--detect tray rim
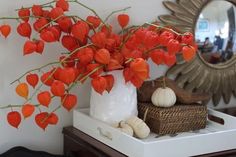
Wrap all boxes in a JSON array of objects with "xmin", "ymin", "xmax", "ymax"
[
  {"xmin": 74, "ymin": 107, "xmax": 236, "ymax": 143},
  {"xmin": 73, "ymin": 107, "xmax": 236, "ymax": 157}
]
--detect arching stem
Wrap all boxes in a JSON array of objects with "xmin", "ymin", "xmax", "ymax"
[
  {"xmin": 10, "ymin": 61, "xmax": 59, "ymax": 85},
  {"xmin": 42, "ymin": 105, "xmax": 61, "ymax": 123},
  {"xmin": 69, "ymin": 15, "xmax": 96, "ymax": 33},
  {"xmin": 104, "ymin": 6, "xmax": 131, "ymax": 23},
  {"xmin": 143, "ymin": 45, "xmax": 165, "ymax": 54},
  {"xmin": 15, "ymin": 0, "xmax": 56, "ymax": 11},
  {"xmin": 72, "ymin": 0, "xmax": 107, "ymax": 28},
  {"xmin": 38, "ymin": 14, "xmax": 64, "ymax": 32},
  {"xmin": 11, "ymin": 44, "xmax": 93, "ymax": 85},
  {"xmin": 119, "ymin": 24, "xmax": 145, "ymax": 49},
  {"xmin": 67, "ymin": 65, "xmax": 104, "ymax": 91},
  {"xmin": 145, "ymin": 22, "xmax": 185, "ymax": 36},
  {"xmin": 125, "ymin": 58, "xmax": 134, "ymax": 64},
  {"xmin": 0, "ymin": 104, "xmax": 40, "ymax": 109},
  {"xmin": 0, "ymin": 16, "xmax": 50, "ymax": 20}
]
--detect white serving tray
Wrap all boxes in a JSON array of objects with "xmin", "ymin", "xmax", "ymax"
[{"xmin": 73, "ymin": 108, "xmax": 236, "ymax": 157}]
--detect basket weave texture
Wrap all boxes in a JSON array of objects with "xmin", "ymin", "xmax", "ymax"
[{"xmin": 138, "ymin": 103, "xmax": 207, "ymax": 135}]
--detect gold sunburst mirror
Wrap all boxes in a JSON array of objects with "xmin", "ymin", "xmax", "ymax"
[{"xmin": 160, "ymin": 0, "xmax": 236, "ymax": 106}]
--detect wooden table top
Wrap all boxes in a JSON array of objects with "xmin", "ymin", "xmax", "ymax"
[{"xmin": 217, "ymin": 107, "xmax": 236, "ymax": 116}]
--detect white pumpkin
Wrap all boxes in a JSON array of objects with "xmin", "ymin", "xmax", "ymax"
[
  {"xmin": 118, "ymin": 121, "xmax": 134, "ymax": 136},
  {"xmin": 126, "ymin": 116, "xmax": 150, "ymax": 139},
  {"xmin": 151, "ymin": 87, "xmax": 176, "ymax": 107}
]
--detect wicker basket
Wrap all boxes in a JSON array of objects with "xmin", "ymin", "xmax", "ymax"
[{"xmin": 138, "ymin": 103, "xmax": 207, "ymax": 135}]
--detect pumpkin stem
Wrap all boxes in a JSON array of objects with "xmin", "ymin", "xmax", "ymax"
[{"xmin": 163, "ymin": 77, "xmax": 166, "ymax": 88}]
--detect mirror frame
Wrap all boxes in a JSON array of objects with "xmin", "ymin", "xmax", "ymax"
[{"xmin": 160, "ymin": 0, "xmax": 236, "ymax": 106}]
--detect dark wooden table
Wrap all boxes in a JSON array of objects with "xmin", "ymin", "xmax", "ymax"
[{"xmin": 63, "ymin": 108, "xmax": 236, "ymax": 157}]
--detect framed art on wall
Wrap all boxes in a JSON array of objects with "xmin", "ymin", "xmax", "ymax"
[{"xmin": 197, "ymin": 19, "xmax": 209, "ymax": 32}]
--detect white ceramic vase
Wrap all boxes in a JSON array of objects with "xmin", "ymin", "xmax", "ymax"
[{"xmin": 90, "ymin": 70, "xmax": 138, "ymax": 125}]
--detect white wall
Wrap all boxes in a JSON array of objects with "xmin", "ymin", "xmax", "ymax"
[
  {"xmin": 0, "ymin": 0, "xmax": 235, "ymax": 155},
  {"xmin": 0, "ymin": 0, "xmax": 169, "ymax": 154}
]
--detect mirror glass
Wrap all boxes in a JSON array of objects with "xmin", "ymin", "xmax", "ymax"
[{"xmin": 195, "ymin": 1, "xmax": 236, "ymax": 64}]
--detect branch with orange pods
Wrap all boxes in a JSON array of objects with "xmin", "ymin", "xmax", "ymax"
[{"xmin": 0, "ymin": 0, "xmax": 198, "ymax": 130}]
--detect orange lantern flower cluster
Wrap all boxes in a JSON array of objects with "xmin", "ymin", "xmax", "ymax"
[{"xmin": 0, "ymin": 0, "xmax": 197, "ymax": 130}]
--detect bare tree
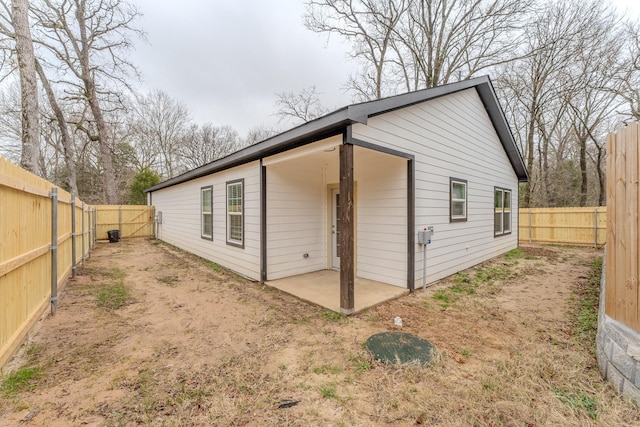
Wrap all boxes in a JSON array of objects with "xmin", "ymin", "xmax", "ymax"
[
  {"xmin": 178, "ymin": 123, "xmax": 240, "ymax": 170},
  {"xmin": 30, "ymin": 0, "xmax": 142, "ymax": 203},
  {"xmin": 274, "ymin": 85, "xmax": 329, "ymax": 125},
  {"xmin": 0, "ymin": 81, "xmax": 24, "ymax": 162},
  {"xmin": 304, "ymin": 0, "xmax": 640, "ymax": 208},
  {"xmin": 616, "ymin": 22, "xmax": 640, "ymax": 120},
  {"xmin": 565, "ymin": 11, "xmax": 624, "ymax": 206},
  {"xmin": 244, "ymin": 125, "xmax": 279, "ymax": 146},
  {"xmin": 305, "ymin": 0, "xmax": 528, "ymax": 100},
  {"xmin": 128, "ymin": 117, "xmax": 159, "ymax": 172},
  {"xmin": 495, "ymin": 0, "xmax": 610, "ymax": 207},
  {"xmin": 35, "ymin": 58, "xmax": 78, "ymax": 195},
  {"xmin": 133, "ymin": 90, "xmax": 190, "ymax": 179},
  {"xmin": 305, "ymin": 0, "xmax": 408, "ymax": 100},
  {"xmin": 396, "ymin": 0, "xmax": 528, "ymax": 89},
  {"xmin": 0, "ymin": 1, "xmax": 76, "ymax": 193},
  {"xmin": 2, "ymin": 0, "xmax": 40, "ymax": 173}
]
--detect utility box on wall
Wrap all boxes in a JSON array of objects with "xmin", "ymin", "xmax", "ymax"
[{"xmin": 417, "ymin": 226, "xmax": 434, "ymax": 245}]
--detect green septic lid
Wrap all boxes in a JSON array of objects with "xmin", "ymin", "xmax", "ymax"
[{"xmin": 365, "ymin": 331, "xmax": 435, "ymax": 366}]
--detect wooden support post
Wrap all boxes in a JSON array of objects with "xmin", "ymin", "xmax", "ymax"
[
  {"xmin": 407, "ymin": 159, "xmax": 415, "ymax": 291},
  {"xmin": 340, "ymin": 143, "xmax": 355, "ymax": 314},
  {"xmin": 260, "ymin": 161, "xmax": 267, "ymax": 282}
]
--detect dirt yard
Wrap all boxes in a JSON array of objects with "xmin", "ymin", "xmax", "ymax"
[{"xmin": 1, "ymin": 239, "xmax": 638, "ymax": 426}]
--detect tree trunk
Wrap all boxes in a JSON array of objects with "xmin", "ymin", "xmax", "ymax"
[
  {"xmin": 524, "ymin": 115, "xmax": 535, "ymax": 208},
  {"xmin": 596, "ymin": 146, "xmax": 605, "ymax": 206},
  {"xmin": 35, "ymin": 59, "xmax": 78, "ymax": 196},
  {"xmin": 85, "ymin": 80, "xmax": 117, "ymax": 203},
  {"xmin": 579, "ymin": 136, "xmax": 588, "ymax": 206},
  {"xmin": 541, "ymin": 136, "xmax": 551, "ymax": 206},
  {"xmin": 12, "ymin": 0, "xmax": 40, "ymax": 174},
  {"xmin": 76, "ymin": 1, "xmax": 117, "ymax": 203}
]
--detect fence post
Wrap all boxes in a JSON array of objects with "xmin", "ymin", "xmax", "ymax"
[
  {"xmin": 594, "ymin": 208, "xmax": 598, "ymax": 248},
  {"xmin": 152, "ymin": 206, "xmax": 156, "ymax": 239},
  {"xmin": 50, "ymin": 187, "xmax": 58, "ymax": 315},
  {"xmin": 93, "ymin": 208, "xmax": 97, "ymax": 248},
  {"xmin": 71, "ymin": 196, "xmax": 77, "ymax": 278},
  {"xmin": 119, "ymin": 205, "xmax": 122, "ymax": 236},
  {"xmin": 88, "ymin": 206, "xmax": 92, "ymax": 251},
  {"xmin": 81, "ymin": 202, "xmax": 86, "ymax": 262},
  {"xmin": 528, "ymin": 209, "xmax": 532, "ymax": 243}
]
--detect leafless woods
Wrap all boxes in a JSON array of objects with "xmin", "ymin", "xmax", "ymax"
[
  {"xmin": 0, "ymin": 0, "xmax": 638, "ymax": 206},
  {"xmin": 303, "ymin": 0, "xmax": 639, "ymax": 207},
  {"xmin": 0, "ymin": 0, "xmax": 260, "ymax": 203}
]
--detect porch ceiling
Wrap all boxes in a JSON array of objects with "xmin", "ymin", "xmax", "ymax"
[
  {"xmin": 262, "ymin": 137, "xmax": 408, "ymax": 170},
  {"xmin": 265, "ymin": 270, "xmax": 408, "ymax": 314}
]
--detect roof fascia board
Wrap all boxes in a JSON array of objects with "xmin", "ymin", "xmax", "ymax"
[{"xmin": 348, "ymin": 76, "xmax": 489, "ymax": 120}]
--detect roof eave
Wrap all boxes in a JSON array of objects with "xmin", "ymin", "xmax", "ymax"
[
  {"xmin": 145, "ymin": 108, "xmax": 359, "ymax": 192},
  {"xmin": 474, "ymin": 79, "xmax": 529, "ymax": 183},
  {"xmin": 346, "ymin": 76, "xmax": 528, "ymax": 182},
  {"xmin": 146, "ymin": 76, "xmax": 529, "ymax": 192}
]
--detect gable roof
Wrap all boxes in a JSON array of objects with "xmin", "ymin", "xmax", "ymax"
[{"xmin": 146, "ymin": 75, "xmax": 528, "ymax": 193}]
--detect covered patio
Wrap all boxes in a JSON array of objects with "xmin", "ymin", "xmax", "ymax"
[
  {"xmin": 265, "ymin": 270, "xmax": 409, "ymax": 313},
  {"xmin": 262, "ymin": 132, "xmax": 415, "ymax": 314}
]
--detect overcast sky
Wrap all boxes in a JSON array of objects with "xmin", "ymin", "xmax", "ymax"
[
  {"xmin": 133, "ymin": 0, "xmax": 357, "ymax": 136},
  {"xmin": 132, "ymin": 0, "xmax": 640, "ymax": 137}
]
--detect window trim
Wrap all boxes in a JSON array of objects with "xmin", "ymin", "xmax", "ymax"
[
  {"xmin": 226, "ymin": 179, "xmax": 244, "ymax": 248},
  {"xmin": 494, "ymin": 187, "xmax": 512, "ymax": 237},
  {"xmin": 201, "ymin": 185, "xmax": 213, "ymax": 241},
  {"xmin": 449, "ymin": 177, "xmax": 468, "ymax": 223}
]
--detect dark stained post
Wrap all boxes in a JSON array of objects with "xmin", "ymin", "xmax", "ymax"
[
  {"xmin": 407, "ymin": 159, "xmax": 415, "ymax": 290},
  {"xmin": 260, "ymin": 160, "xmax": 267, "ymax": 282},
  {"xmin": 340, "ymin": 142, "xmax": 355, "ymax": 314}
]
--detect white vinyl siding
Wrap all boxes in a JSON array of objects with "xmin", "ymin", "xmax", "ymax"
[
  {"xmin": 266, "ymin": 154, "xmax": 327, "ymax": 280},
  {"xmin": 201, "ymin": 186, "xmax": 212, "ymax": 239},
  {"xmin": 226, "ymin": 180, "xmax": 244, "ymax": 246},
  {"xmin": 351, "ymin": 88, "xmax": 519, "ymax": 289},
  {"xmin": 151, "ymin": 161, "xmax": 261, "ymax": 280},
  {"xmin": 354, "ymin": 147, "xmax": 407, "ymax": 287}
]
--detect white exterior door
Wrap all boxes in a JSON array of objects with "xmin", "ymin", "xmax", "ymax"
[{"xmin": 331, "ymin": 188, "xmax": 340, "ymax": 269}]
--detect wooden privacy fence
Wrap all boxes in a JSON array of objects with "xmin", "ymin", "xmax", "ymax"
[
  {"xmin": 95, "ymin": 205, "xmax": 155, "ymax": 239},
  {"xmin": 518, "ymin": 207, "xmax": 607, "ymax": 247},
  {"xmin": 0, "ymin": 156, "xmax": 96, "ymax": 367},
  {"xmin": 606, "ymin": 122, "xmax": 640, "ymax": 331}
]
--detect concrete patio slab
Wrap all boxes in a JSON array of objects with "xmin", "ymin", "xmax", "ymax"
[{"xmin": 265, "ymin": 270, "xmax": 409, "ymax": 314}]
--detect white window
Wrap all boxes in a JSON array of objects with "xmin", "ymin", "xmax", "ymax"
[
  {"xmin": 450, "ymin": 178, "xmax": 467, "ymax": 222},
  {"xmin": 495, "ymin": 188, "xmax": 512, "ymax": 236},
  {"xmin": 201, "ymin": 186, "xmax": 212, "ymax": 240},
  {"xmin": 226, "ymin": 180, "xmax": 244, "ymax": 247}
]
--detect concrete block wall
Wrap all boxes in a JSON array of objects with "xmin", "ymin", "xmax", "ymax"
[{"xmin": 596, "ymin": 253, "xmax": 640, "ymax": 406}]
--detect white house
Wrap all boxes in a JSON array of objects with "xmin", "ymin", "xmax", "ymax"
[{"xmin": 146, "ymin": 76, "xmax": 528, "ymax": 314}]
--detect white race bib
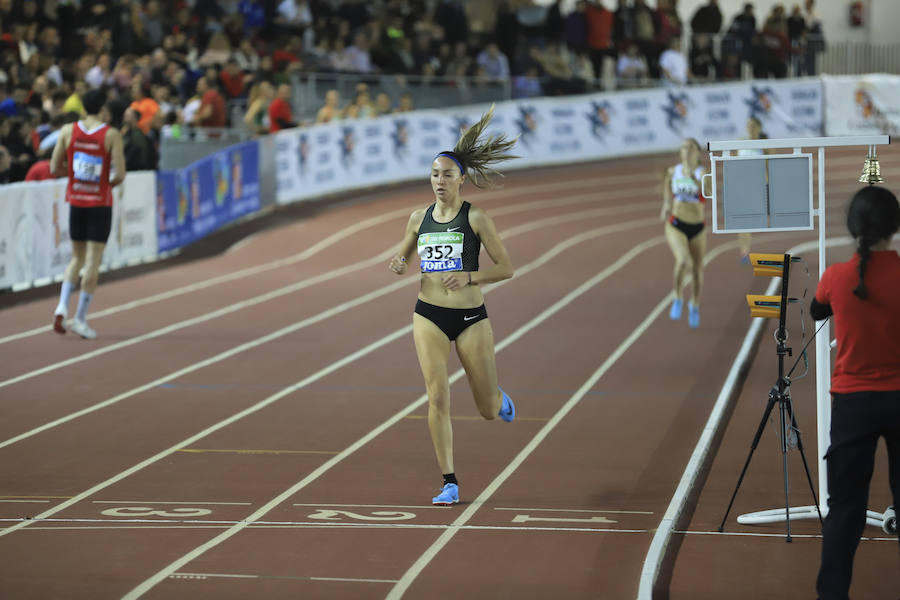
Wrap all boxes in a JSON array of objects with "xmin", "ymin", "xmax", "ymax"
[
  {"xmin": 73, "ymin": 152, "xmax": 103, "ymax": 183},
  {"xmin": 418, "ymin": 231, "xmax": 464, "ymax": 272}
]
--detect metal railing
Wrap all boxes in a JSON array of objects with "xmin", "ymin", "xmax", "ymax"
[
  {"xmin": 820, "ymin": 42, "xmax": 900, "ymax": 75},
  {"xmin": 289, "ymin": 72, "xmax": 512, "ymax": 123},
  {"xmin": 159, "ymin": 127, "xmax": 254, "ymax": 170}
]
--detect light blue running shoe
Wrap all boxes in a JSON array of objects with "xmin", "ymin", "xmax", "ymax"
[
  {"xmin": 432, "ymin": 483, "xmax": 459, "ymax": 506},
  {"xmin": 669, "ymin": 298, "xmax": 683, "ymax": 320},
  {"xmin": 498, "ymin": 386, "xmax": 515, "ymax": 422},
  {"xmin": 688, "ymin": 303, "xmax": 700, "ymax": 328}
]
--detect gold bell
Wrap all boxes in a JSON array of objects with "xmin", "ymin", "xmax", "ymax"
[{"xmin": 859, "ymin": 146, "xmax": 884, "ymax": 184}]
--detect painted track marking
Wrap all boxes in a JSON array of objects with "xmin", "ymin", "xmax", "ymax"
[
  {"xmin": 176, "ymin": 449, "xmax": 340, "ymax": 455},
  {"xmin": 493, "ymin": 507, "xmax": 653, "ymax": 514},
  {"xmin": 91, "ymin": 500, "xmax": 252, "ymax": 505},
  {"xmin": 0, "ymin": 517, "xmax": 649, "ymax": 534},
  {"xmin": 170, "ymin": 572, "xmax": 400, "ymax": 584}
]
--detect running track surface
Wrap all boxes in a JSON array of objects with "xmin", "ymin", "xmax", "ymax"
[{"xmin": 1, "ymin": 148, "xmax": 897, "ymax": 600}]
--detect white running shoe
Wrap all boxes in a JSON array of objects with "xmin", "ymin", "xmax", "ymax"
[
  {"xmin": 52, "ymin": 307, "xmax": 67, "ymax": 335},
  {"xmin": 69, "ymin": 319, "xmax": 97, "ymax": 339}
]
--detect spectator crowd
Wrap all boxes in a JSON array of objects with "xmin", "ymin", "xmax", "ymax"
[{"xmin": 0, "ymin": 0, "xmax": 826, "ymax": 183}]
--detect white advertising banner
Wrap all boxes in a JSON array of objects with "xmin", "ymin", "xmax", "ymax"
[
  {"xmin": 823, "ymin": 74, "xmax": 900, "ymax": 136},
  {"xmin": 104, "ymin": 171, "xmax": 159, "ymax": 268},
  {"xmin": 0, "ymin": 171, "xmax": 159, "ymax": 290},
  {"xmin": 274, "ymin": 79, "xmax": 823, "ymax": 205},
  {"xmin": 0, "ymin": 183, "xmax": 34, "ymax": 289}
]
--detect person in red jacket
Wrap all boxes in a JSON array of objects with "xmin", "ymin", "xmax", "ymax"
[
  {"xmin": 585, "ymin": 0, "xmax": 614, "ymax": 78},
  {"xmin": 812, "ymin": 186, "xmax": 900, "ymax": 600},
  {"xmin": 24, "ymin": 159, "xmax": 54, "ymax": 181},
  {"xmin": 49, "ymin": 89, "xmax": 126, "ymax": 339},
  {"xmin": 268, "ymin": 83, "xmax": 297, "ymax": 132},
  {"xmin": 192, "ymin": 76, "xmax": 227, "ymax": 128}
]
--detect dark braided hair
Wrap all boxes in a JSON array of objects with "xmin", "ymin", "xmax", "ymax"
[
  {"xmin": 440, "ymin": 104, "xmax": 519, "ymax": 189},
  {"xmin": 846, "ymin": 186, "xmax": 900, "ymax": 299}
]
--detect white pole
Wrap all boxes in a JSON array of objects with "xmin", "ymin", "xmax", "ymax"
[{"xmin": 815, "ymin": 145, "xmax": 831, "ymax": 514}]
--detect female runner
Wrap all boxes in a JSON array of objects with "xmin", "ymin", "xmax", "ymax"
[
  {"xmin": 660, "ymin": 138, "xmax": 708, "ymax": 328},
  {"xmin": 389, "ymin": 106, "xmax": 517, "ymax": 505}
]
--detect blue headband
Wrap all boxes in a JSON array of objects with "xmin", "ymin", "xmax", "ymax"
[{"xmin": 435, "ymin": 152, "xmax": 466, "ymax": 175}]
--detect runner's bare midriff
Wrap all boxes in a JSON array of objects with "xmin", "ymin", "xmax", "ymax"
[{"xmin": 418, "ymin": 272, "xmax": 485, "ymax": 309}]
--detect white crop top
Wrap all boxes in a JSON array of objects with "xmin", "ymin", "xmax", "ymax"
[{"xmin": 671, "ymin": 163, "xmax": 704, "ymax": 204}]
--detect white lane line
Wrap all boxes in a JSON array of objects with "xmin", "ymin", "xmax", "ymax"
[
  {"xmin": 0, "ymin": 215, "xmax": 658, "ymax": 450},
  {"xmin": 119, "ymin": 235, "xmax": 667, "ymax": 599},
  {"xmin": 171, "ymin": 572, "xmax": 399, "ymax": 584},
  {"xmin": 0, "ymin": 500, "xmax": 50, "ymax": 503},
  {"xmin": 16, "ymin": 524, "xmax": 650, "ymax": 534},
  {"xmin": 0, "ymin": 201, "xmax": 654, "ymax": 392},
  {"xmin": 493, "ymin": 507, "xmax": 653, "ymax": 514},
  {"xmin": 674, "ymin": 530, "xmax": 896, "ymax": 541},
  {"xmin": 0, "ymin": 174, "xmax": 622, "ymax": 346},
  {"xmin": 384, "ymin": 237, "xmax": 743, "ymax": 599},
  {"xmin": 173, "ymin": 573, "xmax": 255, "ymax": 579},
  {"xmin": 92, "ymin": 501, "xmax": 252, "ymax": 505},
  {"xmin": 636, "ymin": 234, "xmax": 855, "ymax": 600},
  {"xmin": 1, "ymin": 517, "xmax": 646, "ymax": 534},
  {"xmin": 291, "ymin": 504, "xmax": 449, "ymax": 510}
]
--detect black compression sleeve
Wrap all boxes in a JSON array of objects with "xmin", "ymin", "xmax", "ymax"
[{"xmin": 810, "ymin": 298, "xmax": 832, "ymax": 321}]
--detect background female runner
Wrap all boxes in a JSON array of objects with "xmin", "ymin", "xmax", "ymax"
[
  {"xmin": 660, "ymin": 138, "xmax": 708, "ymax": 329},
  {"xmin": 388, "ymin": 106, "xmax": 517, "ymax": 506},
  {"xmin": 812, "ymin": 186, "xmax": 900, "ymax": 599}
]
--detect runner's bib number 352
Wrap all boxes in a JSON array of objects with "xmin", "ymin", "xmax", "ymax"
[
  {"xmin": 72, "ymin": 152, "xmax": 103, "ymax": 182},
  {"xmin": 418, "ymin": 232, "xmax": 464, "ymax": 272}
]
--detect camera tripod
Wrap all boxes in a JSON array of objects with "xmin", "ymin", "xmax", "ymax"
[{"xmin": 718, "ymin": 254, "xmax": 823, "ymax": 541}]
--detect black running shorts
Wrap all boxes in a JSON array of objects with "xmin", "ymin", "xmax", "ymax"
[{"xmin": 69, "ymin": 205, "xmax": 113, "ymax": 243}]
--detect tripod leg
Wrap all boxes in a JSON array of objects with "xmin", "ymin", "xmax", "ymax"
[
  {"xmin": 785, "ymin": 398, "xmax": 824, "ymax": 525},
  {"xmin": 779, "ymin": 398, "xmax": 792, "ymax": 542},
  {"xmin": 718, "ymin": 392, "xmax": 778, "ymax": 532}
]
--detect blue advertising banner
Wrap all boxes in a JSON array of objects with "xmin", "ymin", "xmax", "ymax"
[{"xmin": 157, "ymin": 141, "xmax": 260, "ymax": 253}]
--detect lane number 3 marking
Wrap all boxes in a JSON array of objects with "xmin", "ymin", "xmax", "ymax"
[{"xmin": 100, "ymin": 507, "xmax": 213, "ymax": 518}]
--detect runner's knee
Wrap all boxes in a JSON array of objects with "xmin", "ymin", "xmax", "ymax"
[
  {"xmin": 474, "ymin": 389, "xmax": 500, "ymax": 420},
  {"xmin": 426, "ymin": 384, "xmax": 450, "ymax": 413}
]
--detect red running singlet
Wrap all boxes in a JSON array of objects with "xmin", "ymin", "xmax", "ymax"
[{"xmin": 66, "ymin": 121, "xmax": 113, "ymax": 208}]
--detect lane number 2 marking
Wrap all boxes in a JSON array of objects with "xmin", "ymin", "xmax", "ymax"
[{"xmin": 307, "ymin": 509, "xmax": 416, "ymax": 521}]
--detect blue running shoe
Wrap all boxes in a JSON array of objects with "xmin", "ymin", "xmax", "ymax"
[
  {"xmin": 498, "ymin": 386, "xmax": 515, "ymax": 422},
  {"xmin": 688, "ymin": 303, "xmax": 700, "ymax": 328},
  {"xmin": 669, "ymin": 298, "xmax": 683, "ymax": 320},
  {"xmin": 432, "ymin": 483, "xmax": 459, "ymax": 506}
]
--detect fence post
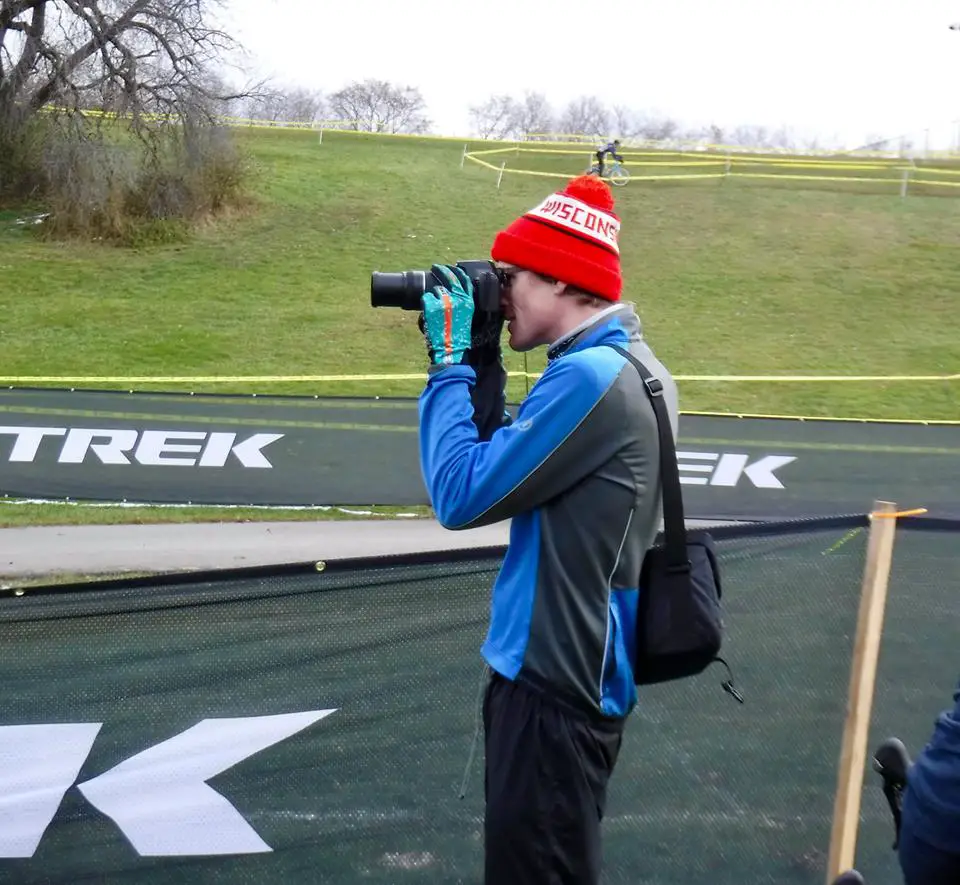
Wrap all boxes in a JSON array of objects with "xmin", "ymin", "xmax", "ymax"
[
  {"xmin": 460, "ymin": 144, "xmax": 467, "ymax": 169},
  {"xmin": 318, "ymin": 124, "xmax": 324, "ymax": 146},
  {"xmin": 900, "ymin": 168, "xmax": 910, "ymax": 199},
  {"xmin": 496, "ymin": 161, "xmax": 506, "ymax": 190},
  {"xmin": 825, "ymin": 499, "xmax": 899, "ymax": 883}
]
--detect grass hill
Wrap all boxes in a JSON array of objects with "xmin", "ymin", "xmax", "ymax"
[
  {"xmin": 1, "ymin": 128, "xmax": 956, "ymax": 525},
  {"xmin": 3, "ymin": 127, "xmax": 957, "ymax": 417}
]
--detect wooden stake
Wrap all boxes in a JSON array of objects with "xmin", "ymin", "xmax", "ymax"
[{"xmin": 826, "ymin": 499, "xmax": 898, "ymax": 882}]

● **Your goal**
Could you set down, word for word, only the lines above from the line with "--detect tripod leg" to the line with "--detect lane number 3 marking", including both?

● **Expected answer**
--detect tripod leg
Wrap all boxes in a JSON array of objects with "xmin", "ymin", "xmax", "ymax"
[
  {"xmin": 785, "ymin": 398, "xmax": 824, "ymax": 525},
  {"xmin": 779, "ymin": 398, "xmax": 792, "ymax": 542},
  {"xmin": 718, "ymin": 392, "xmax": 778, "ymax": 532}
]
--detect blue advertising banner
Wrap all boxes in a JSON array of objects with "xmin", "ymin", "xmax", "ymax"
[{"xmin": 157, "ymin": 141, "xmax": 260, "ymax": 253}]
--detect lane number 3 marking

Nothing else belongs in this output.